# EXTRACT TO READ:
════════
Most frequently adoption is a joyful experience for the adoptive couple/families and the children involved. However, this process is not without its difficulties or challenges. The decision-making process to adopt a child must take into consideration all areas of the couple’s life that will be impacted as well as the mental and emotional well-being and the unnoticed psychological implications on the child being adopted.

For example, the couple adopting may have experienced the loss of a recent pregnancy, struggled with infertility, perhaps looking for acceptance, or even the need to pour into someone else. For the child/children involved it is dealing with the loss of one family and gaining another, rejection from one family, feeling shame or guilt, and a host of other emotions may be felt.

Awareness and understanding of the feelings and mental challenges related to adoption can ease the transition and the effects of the adoption process on all parties. Recognition that every individual engaged in the adoption is impacted differently and the implications on mental health are profound.

Let’s consider current research. Most research examined suggests that adopted children display the same emotional/mental behaviors as non-adoptive children. However, children adopted at later ages who may have experienced trauma or neglect are at greater risk of having behavioral and emotional issues.

Behavioral issues such as oppositional defiant disorder, conduct disorders, or mental health issues related to depression, anxiety, and ADHD are very common. Adopted children may experience feelings of rejection, shame, loss, and struggle with identity as it relates to being adopted into a different family that may also be different in culture, ethnicity, or race. All of these issues cannot be overlooked or taken for granted when going through the adoption process.


  • Make sure to have a thorough background of the child/children being adopted

    • Medical history

    • Parental history

    • Racial/cultural history

    • Psychological history

  • Ensure the children being adopted have every advantage available as non adoptive children. Showing favoritism, bias, or unequal treatment toward non adopted children over adopted children will create increased confusion, issues with anxiety, depression, and aggressive behaviors on both sides.
════════
# WHAT TO WORK ON:
A: Return the stretch of the adoption passage from "Most frequently adoption" through "child being adopted.", copied word for word.
B: Resume the adoption passage by writing on from its final sentence.
The records are separate from the adoption passage and unrelated to it.

# DATASET:
════════
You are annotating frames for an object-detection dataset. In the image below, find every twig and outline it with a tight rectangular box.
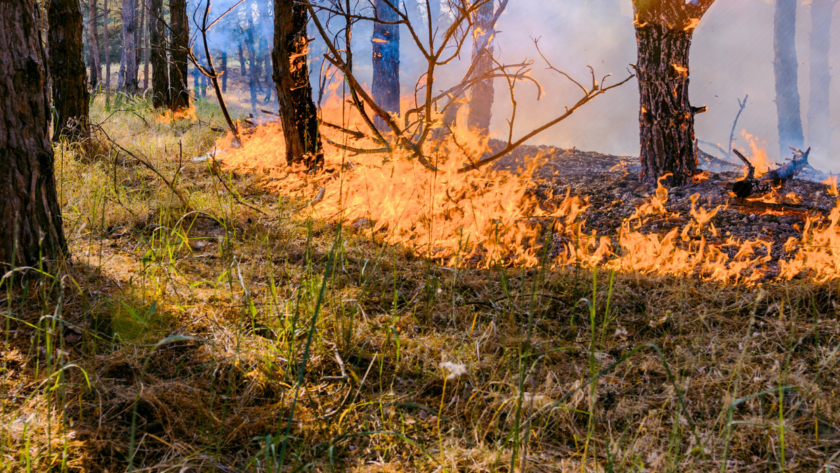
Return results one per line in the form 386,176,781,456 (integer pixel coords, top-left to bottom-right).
726,95,750,156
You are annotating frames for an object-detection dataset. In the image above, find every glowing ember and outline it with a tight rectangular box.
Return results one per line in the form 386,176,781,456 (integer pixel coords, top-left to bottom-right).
823,176,840,196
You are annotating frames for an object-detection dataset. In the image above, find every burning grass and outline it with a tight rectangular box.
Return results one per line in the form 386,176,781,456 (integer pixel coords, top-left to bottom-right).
0,97,840,472
215,100,840,284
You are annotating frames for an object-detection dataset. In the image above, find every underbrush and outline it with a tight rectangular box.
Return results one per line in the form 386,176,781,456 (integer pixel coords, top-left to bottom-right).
0,97,840,472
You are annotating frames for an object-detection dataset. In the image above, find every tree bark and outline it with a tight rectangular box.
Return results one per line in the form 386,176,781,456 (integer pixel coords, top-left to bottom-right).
0,1,68,271
137,0,149,90
372,0,400,131
149,0,169,108
271,0,324,169
169,0,190,110
48,0,90,141
118,0,137,95
773,0,805,156
808,0,836,160
102,0,111,99
633,0,714,185
88,0,102,89
467,0,496,136
219,51,227,92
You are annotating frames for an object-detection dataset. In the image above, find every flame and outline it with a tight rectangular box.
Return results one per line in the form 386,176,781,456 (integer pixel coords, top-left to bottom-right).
823,176,840,197
155,105,196,125
218,97,840,285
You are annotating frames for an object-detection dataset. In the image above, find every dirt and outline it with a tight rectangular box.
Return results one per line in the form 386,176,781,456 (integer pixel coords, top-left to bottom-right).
492,143,838,278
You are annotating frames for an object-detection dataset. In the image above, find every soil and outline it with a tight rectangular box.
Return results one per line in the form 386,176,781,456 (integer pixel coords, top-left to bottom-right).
491,143,838,278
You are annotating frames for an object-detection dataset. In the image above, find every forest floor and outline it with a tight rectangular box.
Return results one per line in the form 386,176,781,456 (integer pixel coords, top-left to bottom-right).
0,99,840,472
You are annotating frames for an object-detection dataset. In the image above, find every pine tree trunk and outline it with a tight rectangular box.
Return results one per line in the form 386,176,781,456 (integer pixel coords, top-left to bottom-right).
102,0,111,97
468,0,496,136
149,0,169,108
219,51,227,92
633,0,714,185
137,0,149,90
773,0,805,157
119,0,137,95
272,0,324,169
808,0,836,157
371,0,400,131
169,0,190,110
48,0,90,141
636,23,697,185
0,1,68,271
88,0,102,89
243,13,260,115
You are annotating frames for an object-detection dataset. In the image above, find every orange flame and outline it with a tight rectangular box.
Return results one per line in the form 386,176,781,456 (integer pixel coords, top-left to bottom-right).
219,98,840,285
155,105,196,125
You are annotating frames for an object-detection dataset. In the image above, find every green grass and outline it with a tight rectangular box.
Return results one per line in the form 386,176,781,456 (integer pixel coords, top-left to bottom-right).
0,94,840,472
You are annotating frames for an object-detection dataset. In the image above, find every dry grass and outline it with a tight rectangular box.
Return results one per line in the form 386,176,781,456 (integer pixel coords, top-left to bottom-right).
0,96,840,472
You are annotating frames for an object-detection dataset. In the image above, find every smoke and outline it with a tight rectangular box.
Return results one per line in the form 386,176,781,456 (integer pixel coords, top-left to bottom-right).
185,0,840,171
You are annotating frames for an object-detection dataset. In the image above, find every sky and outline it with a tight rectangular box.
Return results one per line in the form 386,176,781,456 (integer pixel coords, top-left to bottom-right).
199,0,840,172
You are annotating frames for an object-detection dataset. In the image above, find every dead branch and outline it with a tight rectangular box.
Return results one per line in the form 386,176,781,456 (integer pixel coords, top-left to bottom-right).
726,95,750,156
458,39,636,173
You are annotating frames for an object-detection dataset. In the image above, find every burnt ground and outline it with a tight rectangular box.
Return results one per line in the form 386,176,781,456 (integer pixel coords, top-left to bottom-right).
491,143,837,277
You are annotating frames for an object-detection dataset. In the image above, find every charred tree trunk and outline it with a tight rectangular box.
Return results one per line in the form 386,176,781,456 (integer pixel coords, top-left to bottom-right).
371,0,400,131
119,0,137,95
140,0,152,90
773,0,805,156
239,41,247,77
468,0,496,136
134,0,146,85
272,0,324,169
633,0,714,185
149,0,169,108
169,0,190,110
88,0,102,89
102,0,111,99
242,16,260,115
219,51,227,92
808,0,836,160
0,1,68,271
48,0,89,141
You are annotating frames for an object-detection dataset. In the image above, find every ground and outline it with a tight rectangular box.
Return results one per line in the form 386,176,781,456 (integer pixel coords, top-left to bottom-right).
0,99,840,472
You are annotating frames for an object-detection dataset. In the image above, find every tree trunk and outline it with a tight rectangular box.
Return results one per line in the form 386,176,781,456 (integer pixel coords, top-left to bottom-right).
149,0,169,108
0,1,68,271
808,0,836,157
239,41,247,77
272,0,324,169
88,0,102,89
773,0,805,157
137,0,149,90
134,0,146,85
48,0,90,141
169,0,190,110
119,0,137,95
372,0,400,131
219,51,227,92
102,0,111,99
243,12,260,115
633,0,714,185
468,0,496,136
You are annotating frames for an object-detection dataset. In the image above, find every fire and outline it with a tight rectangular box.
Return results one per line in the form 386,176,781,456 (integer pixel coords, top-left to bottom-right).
213,99,840,285
823,176,840,196
155,105,195,125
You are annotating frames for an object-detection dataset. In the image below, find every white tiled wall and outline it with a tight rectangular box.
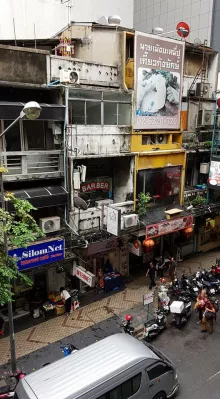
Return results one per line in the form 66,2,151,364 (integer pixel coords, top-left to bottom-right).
134,0,213,45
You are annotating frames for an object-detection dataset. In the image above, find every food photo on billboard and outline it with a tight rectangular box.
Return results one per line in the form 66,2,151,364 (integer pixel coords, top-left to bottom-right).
134,32,184,130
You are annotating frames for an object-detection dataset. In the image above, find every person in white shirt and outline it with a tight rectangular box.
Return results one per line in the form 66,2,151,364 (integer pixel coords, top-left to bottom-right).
60,287,71,315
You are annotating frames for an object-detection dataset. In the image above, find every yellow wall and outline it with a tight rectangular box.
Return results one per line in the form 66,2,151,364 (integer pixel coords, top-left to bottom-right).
134,150,186,204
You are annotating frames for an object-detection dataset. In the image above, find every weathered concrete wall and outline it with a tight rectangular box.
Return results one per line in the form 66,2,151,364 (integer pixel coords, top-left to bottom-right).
50,55,120,87
67,125,131,157
0,45,49,85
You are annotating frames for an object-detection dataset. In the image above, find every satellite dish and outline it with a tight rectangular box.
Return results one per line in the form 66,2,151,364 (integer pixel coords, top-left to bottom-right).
152,27,163,35
193,38,202,47
73,197,88,211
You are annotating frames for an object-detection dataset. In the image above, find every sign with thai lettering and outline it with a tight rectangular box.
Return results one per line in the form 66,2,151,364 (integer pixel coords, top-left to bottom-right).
208,157,220,190
107,206,121,236
76,266,95,287
8,238,65,271
87,237,118,256
134,32,185,130
81,181,109,193
146,215,194,239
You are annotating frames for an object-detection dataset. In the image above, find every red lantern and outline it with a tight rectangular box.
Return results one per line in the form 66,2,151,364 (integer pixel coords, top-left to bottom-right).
184,227,193,238
143,239,155,252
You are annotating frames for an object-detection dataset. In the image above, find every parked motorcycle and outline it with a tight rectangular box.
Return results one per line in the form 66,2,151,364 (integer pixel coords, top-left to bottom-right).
158,278,170,314
144,309,167,342
121,315,134,337
60,344,78,357
193,271,216,296
170,295,192,328
0,370,26,399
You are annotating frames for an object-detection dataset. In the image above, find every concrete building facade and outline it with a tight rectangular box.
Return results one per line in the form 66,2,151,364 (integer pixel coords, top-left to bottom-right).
0,0,133,40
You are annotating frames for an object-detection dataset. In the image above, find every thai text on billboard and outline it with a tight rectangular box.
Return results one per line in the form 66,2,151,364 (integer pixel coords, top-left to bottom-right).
134,32,185,130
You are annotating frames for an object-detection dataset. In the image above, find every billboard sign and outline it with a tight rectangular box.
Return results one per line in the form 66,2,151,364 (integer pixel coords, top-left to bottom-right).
8,238,65,271
146,215,194,239
134,32,185,130
107,206,121,237
208,157,220,190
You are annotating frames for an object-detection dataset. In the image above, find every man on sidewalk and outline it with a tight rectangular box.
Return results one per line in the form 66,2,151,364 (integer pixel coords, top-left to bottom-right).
146,262,156,290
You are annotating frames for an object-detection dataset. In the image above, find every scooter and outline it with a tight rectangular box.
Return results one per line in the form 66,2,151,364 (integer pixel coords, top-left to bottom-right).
158,278,170,314
121,315,134,337
170,295,192,328
60,344,78,357
0,370,26,399
144,309,167,342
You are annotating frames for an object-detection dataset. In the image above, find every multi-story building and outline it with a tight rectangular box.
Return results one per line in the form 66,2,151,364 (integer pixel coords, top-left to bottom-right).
0,0,133,42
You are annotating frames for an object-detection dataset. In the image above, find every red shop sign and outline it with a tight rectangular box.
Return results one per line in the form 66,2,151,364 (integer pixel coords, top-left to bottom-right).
81,181,109,193
146,215,194,239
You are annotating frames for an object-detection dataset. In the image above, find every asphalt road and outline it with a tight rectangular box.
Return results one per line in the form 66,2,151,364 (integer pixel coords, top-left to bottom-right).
0,304,220,399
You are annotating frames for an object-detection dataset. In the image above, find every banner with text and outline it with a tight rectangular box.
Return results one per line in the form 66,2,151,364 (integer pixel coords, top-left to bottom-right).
8,238,65,271
146,215,194,239
134,32,185,130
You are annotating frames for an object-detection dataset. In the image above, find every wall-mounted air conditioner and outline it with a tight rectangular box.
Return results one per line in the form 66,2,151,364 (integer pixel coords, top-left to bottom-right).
95,198,113,208
197,109,214,126
156,134,168,144
60,69,80,85
196,82,210,98
200,163,209,175
39,216,60,233
123,213,138,229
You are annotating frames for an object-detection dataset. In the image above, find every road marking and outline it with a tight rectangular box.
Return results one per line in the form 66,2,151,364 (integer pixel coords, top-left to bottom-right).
207,371,220,381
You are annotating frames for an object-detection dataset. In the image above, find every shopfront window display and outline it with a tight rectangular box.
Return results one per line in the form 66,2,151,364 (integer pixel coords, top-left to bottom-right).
137,167,181,205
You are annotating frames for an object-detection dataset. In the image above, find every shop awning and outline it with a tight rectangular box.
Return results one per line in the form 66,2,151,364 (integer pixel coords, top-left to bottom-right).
0,101,66,121
8,186,68,210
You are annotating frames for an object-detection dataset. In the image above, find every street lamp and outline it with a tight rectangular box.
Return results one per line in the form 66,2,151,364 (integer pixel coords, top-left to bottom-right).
0,101,41,371
0,101,41,138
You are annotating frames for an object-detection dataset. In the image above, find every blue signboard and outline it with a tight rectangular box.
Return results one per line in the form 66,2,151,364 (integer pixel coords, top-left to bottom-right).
8,239,65,271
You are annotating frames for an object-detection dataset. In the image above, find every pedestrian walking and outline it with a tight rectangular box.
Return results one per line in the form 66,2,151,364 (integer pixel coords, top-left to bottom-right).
201,300,215,334
157,256,165,278
169,258,176,283
194,290,207,324
60,287,71,316
146,262,156,290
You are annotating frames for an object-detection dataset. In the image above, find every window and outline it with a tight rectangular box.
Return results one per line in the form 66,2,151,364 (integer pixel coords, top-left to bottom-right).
86,101,101,125
69,100,86,125
147,363,172,381
104,103,117,125
4,121,21,151
69,90,131,126
137,166,181,205
98,373,141,399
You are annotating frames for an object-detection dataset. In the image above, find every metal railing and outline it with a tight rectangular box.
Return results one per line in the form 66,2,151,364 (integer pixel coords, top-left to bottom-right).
2,151,63,181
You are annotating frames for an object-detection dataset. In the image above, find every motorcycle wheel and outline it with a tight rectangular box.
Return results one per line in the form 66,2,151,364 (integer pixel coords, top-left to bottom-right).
175,316,181,329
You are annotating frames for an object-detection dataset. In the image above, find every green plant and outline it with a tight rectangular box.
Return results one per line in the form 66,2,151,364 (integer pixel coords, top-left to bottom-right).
138,193,151,217
0,193,44,304
192,195,206,206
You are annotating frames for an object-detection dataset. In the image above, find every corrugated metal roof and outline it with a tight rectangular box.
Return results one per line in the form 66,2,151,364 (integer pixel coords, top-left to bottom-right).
21,334,158,399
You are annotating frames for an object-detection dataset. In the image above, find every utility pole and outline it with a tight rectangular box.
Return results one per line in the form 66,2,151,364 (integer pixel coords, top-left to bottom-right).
0,155,16,371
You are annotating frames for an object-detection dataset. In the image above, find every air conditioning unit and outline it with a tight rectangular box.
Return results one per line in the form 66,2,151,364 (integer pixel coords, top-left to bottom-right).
196,82,210,98
95,198,113,208
156,134,168,144
60,69,79,85
197,109,214,126
123,213,138,229
39,216,60,233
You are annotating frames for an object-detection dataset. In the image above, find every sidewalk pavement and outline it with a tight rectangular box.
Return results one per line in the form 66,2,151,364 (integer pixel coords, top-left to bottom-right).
0,251,220,365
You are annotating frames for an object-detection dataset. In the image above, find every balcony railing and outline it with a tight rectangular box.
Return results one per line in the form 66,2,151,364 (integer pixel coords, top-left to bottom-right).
2,151,63,181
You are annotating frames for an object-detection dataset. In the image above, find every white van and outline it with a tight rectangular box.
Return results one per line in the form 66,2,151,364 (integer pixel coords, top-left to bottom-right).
15,334,179,399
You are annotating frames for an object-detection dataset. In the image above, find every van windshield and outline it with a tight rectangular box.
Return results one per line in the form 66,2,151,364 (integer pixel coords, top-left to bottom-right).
143,342,172,365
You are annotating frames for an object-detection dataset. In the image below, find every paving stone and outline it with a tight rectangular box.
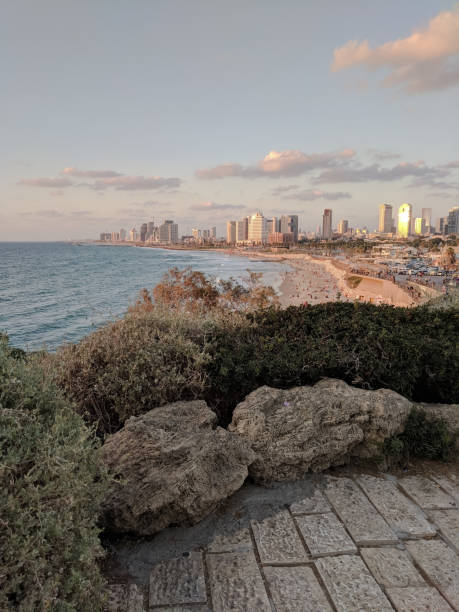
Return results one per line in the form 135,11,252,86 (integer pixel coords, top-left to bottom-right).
360,547,426,588
207,527,253,553
150,552,207,607
263,566,331,612
398,476,456,510
357,475,436,537
105,584,144,612
296,513,357,557
325,477,398,544
387,586,452,612
315,555,393,612
207,552,271,612
251,509,308,564
429,510,459,554
432,474,459,504
290,489,331,514
406,540,459,610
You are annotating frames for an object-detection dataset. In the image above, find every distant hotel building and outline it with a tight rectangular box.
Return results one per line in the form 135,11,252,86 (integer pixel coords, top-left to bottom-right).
378,204,392,234
322,208,332,240
397,203,412,238
338,219,349,236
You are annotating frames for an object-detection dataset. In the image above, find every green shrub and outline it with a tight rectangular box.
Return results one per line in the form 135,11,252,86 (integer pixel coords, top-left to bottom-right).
0,337,106,612
45,308,215,433
44,302,459,433
382,409,456,464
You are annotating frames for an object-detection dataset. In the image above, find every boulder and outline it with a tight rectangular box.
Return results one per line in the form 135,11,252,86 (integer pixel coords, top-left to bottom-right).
101,401,255,535
229,378,412,483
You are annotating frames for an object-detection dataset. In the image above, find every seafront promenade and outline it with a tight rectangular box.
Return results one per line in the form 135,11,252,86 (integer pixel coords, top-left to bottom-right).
108,467,459,612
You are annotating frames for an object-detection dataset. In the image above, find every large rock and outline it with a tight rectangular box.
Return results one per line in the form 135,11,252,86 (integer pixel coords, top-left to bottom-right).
229,378,412,482
101,401,255,535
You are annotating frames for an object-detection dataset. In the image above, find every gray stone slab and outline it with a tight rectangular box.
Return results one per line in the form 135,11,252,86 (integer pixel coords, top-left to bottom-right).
357,475,436,537
429,510,459,554
251,509,308,564
290,489,331,514
325,477,398,545
207,552,271,612
387,586,452,612
360,546,426,588
398,476,456,510
315,555,393,612
406,540,459,610
105,584,144,612
296,512,357,557
263,566,332,612
207,527,253,553
432,474,459,504
150,552,207,607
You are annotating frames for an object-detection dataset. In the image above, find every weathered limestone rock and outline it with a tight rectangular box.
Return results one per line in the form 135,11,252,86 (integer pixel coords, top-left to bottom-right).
229,378,412,482
101,401,255,535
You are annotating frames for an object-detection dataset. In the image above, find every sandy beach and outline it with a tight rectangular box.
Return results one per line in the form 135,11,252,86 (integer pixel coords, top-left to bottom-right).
228,251,415,307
════════
# ANSWERS BELOW:
A:
Most frequently adoption is a joyful experience for the adoptive couple/families and the children involved. However, this process is not without its difficulties or challenges. The decision-making process to adopt a child must take into consideration all areas of the couple’s life that will be impacted as well as the mental and emotional well-being and the unnoticed psychological implications on the child being adopted.

B:
  • Address mental health issues early. If you are aware that your adoptive children are struggling, get help early. Waiting may increase unwanted behaviors including suicidal ideation or self-harm.

  • Make efforts to learn, talk, and normalize racial/cultural/ethnic practices or norms when possible, especially when adopting children that are of a different race than the adopted parents. Ignorance or indifference in this area will only increase tension between parents and adopted children, create identity issues, and can lead to significant mental illness or behaviors.

  • Like all children, adopted children have unique needs and behaviors. It may be necessary to pay extra attention to behaviors that are formed and taught in institutionalized living situations (or in foster homes ) as well as behaviors that arise from significant life disruptions. Individualized evaluations and assistance from social workers, psychologists, educators, and therapists are beneficial to every adopted child and family. For a child who has experienced trauma and adoption in the past, behavioral techniques designed for biological children might not be suitable.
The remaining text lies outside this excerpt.